# Extract provided

►

McCain can blow our dearly-won and fragile independence a creepy, thin-lipped kiss if he wants, but it reminds me uncomfortably of an abusive husband pathetically trying to woo back his wife as she lunges for the door by whining, "but haven't we had our good days, too?".
In an act that will do nothing to counter allegations of creeping senility, McCain oozed that "we in America have not forgotten your kindness" in the days following 9/11, forgetting that America immediately forgot our kindness (or, more accurately, never noticed it) and traded in slanderous and hysterically improbable accusations of a "Canadian connection" to the 9/11 plot and later greeted our decision to recuse ourselves from the disastrous Iraq invasion with veiled threats to shut down the border (for "security" reasons, of course) and cripple our economy.
Let's be clear: America's model of cross-border friendship is now what it always has been: simply imagine a friend called "Big Tony" who generously gives you ten thousand dollars and comes by your house a week later demanding the principal plus 80% interest, greeting your incredulity with the sweetly delivered observation that you have a nice family and that it would be a shame if anything unpleasant happened to it.

◄

# Assignment 1
List every word or phrase that appears inside quotation marks in the commentary on McCain and Canada.
# Assignment 2
Transcribe the commentary on McCain and Canada from "Let's be clear: America's" to "happened to it.".

# Phrase grounding data
►

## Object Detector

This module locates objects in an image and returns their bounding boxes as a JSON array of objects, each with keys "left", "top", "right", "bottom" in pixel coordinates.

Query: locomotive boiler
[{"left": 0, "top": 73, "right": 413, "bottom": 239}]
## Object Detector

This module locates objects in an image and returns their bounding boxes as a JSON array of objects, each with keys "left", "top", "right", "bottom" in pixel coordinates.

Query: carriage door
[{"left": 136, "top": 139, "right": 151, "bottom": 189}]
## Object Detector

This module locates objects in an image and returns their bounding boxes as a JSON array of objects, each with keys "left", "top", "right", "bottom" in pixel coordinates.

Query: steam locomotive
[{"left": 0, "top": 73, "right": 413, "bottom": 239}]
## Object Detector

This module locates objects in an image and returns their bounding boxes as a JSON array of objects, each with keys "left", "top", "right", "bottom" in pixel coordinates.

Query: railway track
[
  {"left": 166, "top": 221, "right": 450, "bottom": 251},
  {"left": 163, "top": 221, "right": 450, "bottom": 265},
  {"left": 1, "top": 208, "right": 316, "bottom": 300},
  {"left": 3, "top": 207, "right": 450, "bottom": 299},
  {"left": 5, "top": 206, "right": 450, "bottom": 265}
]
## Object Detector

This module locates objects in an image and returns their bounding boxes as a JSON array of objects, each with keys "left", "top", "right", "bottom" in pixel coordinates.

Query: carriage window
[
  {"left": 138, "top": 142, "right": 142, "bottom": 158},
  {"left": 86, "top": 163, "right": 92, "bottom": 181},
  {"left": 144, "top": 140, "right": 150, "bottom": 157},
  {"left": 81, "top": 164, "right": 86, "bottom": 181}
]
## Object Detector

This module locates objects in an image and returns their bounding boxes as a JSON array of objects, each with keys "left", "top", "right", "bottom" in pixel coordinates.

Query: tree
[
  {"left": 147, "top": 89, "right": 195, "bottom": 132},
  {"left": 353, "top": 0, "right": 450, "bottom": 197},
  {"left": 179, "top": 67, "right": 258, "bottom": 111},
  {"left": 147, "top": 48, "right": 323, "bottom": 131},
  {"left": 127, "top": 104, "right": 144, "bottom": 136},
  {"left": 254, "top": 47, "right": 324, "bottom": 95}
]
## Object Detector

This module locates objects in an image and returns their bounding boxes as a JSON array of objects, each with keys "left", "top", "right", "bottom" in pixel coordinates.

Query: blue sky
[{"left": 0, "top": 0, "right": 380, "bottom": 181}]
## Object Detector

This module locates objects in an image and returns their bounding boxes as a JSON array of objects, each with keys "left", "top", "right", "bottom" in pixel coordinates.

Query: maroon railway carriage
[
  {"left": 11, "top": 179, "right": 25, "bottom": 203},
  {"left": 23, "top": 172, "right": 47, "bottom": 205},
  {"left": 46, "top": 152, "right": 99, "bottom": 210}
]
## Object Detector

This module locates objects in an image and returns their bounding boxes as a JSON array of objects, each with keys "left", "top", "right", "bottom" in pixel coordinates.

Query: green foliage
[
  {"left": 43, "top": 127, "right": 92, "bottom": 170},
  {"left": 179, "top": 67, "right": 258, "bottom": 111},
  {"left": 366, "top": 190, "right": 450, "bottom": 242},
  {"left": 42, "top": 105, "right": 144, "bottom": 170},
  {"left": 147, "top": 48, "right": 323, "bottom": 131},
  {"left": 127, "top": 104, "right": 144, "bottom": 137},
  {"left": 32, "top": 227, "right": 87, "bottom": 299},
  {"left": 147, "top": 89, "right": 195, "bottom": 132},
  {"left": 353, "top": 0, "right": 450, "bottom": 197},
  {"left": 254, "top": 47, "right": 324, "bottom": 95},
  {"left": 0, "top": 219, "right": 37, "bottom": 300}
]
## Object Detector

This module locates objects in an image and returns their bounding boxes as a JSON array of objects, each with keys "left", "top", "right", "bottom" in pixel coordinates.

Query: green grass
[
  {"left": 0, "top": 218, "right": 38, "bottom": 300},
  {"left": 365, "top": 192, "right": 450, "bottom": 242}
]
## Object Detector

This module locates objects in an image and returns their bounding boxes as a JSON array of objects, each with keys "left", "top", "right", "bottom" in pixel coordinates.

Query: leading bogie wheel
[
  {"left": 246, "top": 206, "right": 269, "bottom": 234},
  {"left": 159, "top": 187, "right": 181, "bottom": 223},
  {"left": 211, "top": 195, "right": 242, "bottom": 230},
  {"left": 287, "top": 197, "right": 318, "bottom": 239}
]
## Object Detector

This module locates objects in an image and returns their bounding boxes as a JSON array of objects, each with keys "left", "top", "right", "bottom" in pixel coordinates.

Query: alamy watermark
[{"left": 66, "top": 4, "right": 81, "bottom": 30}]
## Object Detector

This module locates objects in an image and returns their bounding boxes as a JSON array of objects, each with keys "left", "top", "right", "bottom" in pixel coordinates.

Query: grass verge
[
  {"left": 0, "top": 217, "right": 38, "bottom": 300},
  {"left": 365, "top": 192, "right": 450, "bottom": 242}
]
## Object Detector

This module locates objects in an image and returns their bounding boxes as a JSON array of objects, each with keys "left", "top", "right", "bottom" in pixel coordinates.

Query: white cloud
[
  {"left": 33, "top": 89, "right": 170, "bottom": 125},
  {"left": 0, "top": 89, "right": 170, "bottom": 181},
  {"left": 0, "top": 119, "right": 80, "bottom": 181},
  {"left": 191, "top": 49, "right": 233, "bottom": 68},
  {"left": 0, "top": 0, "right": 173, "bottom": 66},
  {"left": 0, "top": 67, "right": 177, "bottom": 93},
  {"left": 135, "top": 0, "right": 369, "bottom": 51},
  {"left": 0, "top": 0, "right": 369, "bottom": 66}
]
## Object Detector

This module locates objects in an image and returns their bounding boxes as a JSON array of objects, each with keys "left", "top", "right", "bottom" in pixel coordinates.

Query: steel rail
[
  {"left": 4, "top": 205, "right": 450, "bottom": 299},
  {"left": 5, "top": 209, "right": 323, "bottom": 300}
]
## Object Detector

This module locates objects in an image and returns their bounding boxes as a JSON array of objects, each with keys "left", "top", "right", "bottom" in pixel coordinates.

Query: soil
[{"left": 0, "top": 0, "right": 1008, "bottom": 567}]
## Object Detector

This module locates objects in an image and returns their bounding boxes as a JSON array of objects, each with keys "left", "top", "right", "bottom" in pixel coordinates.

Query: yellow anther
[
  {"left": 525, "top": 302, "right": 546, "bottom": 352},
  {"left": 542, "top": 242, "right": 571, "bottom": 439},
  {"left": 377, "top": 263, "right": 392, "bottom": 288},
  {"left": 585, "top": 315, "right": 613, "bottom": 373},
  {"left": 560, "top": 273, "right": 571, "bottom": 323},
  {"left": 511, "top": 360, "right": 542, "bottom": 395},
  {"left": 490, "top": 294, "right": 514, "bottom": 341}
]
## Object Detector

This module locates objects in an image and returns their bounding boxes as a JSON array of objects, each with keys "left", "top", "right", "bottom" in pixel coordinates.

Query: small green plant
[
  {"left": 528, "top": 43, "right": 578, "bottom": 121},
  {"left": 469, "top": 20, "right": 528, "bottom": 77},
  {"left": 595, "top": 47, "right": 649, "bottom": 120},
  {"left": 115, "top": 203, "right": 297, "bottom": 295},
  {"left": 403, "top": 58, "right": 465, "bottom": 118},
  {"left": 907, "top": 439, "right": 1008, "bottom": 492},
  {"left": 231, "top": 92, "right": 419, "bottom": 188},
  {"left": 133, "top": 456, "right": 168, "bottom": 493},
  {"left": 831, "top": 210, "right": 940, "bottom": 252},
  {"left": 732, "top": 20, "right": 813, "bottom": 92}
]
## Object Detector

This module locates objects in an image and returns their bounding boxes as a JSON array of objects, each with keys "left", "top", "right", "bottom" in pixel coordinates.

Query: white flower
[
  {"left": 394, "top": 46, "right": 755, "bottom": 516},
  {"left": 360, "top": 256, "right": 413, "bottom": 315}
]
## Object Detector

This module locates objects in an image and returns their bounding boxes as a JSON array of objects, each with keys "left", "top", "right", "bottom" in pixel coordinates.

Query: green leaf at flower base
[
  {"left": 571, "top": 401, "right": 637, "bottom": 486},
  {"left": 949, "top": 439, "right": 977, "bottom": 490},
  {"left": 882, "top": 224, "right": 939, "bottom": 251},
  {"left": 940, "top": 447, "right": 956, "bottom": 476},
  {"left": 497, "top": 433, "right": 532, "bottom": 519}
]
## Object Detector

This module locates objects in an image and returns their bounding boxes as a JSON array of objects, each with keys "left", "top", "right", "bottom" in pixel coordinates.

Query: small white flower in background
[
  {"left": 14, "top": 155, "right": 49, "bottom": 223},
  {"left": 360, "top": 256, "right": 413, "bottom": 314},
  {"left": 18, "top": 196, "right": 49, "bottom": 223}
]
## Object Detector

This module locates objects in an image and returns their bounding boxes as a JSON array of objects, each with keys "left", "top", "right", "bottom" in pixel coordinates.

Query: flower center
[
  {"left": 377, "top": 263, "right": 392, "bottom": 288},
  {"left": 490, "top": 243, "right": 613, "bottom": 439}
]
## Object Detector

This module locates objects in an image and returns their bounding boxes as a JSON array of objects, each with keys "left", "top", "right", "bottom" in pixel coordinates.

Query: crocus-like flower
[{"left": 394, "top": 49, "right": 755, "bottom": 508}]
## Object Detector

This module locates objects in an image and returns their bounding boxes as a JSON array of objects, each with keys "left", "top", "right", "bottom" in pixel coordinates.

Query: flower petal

◄

# Answer box 1
- "but haven't we had our good days, too?"
- "we in America have not forgotten your kindness"
- "Canadian connection"
- "security"
- "Big Tony"

# Answer box 2
Let's be clear: America's model of cross-border friendship is now what it always has been: simply imagine a friend called "Big Tony" who generously gives you ten thousand dollars and comes by your house a week later demanding the principal plus 80% interest, greeting your incredulity with the sweetly delivered observation that you have a nice family and that it would be a shame if anything unpleasant happened to it.